→ **Short task A**
Using the article about Pavel Sennikov, answer these:
(i) How many times did the gun misfire?
(ii) How often did Sennikov's Bible study on prayer meet?
(iii) How many cities did deaf Christians come from for the 1997 conference in St. Petersburg?
→ **Short task B**
In the article about Pavel Sennikov, duplicate word for word the stretch from "In 1997, as" through "from 25 cities.".

→ **Passage to read**
—————
Published November 19, 2009
When the Russian policeman saw the gun pointed at him, he thought it was the end of his life. Then he watched the man pull the trigger.
The gun misfired. Then it misfired again.
Pavel Sennikov did not die that night, but his life changed forever.
“I was so grateful that I was alive that I wanted to do something for God,” he told the congregation at Annistown Road Baptist Church’s deaf mission.
Although he was not a Christian, Sennikov believed there was a God who had saved his life. When he heard about a group of people that met for philosophical and religious discussions, he went. There he learned the meetings were actually a house church led by Southern Baptist missionaries from America. There he learned more about the God who had saved his life.
“But I had one foot in the world and one foot with God. I finally asked God to give me an undivided heart and I became a Christian,” he said.
As Sennikov grew in his knowledge and faith, he became a regular Bible teacher for the church. While teaching a twice-weekly Bible study on prayer a small group of deaf people joined the study.
“They just came with an interpreter. We were not expecting them. We didn’t know where they came from. They said they wanted to hear the Word of God,” he recalled.
He welcomed them and their unique question: Can deaf people pray to God?
“I never thought about that, but they all had that question from childhood because they believed two lies. They thought God hated them and that’s why they were deaf. And, they believed that God doesn’t understand sign language.”
Sennikov continued to teach his study on prayer and the deaf members began to pray, many for the first time.
“They were so excited because they knew God was hearing their prayers,” he said.
The deaf members began to bring their friends and the Bible study grew. It wasn’t long before the house where they met was full, but they kept coming. With no room to sit, people stood against the walls to hear the Word of God.
“More and more came and that’s how our first deaf church was born,” Sennikov said.
In 1997, as the deaf church grew, Sennikov and others planned a deaf conference in St. Petersburg, Russia. They expected people from four or five cities to attend. Instead deaf Christians came from 25 cities.
—————
→ **Data records**
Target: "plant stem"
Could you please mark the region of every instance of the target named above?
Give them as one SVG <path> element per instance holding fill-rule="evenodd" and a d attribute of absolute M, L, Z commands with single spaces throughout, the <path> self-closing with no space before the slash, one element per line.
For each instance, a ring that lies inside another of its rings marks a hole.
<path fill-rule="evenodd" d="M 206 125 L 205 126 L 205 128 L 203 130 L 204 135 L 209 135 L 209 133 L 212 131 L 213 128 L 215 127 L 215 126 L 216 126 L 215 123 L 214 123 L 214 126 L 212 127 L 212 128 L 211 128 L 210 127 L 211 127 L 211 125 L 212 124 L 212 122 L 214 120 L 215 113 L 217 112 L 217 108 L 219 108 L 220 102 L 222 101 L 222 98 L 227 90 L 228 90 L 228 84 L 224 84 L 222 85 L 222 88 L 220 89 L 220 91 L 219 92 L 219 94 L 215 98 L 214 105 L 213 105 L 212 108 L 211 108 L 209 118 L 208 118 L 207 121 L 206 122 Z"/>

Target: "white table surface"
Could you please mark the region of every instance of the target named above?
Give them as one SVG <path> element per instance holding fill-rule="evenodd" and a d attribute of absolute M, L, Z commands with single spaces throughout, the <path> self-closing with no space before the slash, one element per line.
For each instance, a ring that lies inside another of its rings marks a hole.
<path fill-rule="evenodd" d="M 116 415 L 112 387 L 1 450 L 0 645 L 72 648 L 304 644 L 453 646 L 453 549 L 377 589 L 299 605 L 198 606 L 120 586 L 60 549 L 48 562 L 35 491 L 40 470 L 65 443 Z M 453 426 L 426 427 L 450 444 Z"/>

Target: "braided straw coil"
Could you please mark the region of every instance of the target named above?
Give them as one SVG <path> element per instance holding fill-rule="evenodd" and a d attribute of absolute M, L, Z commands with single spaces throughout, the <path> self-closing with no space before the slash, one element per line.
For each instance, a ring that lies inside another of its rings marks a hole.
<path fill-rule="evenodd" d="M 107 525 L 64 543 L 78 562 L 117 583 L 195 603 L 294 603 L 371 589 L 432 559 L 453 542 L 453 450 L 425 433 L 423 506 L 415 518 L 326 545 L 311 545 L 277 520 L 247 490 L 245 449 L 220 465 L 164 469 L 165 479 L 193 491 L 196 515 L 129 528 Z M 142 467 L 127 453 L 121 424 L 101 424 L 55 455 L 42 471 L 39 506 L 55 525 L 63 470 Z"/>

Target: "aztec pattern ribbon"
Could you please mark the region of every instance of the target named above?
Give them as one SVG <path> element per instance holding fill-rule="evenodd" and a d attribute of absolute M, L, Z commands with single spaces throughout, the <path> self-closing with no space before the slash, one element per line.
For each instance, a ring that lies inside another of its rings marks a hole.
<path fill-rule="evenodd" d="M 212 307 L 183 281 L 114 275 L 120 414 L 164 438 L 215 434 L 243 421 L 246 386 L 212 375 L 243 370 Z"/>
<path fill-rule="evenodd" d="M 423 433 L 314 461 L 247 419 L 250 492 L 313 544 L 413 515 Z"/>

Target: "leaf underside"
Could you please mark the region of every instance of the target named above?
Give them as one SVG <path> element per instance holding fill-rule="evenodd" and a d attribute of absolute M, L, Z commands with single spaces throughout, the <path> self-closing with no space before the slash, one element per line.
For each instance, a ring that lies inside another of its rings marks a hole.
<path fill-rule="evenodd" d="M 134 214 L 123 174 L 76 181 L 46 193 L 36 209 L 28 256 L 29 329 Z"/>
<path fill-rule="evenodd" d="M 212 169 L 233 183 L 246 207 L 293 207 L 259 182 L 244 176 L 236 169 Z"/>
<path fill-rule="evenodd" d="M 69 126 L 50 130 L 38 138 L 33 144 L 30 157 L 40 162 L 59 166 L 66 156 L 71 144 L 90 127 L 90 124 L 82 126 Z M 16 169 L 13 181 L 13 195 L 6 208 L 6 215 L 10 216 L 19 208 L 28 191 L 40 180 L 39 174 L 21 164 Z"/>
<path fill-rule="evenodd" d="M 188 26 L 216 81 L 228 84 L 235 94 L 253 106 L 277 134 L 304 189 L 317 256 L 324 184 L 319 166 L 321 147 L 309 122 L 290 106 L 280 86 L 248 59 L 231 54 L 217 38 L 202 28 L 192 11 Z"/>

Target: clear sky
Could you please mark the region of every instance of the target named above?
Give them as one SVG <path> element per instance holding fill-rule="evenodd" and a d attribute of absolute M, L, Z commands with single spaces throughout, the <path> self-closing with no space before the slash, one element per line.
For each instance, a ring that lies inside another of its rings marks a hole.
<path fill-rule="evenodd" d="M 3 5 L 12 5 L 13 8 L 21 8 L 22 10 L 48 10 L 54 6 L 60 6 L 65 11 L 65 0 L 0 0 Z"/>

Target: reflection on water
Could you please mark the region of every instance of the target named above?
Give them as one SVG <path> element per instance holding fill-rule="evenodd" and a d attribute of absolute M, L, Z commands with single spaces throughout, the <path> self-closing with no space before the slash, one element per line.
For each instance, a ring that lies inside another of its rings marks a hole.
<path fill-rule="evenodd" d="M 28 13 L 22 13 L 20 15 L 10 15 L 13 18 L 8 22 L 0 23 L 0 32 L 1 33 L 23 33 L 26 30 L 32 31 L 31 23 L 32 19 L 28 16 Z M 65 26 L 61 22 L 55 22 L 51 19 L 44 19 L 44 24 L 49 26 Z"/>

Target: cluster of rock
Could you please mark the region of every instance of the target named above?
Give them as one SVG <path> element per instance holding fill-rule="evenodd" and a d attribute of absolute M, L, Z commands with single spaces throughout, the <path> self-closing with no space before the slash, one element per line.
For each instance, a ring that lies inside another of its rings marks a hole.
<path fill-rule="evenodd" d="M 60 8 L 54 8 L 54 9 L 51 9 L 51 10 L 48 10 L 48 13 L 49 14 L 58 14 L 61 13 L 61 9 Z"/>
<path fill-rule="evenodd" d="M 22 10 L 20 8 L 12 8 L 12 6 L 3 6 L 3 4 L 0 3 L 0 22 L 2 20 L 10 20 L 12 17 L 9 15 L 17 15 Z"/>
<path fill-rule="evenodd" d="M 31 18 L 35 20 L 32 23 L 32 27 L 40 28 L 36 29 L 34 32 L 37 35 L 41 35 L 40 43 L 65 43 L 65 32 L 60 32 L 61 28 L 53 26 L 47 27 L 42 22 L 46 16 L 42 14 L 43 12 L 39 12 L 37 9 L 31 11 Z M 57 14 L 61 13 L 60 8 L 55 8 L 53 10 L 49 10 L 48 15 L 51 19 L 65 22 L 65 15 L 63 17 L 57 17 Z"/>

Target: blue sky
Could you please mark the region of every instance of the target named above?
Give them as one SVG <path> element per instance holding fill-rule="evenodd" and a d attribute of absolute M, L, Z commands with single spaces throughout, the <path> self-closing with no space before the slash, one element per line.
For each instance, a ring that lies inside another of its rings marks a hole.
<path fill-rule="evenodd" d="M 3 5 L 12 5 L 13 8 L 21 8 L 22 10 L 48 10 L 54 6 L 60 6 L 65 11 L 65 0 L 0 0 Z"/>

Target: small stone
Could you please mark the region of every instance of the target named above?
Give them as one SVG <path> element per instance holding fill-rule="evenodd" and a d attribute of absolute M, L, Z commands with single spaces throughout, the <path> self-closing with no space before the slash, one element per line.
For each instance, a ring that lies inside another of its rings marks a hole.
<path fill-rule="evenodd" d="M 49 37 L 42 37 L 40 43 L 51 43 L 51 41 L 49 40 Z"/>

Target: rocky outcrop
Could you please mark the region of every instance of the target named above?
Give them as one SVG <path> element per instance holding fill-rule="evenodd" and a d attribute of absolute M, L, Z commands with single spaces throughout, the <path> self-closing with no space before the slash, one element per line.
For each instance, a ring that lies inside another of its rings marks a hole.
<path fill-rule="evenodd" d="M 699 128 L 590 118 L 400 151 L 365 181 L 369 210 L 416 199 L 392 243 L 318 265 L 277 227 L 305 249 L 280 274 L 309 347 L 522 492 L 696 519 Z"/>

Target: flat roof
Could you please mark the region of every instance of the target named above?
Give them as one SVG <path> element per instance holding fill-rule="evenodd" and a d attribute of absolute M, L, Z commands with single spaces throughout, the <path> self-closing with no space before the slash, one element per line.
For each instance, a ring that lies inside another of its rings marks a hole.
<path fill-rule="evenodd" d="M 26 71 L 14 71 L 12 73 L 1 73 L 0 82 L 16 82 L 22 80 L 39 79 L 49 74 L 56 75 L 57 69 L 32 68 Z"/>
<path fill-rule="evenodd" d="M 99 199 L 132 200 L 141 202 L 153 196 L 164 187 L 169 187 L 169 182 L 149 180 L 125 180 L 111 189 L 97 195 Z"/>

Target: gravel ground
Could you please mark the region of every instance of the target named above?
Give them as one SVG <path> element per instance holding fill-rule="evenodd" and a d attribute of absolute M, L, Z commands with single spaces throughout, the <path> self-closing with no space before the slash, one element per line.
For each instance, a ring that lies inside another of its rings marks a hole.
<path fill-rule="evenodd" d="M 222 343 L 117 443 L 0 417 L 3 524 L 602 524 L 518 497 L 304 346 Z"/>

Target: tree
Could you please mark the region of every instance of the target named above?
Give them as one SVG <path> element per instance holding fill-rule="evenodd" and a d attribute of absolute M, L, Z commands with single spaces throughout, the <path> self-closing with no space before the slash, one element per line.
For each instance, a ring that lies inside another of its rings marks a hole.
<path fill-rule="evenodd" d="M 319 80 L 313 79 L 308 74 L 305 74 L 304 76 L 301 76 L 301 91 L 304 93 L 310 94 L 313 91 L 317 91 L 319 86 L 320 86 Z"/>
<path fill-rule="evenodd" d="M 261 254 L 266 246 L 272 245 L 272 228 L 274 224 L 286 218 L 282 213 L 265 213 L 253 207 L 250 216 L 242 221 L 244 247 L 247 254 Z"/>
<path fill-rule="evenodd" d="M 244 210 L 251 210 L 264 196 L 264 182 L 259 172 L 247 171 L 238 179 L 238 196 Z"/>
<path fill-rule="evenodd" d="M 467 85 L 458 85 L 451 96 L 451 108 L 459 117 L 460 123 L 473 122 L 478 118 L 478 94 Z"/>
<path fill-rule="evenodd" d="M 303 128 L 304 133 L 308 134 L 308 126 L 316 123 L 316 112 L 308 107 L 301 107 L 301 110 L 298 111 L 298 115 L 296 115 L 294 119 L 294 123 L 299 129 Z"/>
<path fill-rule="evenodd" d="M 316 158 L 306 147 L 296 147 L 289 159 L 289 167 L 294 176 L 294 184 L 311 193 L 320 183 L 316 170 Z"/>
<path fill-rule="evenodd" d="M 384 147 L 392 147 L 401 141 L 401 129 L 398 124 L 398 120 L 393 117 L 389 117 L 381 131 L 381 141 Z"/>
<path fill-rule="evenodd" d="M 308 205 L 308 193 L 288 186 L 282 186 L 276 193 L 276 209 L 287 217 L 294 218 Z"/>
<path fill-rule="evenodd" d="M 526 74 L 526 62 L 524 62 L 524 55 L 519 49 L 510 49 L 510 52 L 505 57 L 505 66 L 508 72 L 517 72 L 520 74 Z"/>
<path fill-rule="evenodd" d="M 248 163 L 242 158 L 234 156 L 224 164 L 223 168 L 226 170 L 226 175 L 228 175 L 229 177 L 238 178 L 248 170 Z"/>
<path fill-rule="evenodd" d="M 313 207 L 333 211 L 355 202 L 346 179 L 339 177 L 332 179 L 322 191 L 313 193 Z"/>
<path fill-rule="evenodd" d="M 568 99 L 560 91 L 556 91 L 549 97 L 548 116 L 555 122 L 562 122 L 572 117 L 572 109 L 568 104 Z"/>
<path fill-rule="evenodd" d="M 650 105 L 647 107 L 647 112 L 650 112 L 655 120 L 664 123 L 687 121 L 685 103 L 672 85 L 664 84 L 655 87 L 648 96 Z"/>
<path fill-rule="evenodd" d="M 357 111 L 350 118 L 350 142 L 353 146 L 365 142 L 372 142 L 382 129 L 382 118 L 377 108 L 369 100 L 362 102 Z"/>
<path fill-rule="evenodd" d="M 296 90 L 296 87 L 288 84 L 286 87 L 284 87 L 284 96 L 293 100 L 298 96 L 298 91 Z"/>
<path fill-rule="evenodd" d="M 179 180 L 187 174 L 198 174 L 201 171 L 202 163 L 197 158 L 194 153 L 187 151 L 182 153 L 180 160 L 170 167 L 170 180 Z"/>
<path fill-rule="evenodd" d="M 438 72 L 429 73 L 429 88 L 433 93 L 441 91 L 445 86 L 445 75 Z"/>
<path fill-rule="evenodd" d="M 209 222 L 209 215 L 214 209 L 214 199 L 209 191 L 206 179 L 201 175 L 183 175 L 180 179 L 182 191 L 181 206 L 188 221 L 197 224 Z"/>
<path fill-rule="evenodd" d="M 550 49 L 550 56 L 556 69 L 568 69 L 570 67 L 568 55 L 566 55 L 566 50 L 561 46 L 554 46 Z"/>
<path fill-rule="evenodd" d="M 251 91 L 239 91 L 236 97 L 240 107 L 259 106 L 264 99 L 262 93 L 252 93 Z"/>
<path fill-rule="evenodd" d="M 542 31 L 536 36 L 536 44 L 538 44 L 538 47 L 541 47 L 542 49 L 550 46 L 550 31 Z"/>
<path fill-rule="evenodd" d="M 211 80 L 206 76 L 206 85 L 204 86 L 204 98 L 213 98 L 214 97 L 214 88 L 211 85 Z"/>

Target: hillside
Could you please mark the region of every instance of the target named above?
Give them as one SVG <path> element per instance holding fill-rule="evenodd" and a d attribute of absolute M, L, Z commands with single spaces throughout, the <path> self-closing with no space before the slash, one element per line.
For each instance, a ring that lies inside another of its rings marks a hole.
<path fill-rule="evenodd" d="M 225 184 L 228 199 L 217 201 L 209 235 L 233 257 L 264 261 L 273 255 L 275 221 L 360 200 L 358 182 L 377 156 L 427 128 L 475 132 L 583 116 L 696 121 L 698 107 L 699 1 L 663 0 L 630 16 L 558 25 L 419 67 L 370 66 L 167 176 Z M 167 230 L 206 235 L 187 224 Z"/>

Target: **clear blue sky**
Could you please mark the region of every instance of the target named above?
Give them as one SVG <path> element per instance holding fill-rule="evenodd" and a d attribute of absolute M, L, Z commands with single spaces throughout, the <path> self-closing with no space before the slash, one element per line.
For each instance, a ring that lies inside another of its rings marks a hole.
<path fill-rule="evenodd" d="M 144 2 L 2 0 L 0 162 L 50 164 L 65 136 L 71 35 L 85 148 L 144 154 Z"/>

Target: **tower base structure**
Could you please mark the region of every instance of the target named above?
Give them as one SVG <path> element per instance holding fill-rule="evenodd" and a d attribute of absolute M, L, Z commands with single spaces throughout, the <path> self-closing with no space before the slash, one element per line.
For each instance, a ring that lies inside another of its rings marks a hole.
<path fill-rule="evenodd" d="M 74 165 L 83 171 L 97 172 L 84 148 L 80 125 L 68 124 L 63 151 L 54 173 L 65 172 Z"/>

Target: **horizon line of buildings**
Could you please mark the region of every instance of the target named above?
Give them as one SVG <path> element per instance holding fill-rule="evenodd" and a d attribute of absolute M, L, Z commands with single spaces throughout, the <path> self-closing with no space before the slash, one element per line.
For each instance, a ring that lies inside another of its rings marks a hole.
—————
→ **Full output A**
(i) Twice.
(ii) Twice a week.
(iii) 25 cities.

→ **Full output B**
In 1997, as the deaf church grew, Sennikov and others planned a deaf conference in St. Petersburg, Russia. They expected people from four or five cities to attend. Instead deaf Christians came from 25 cities.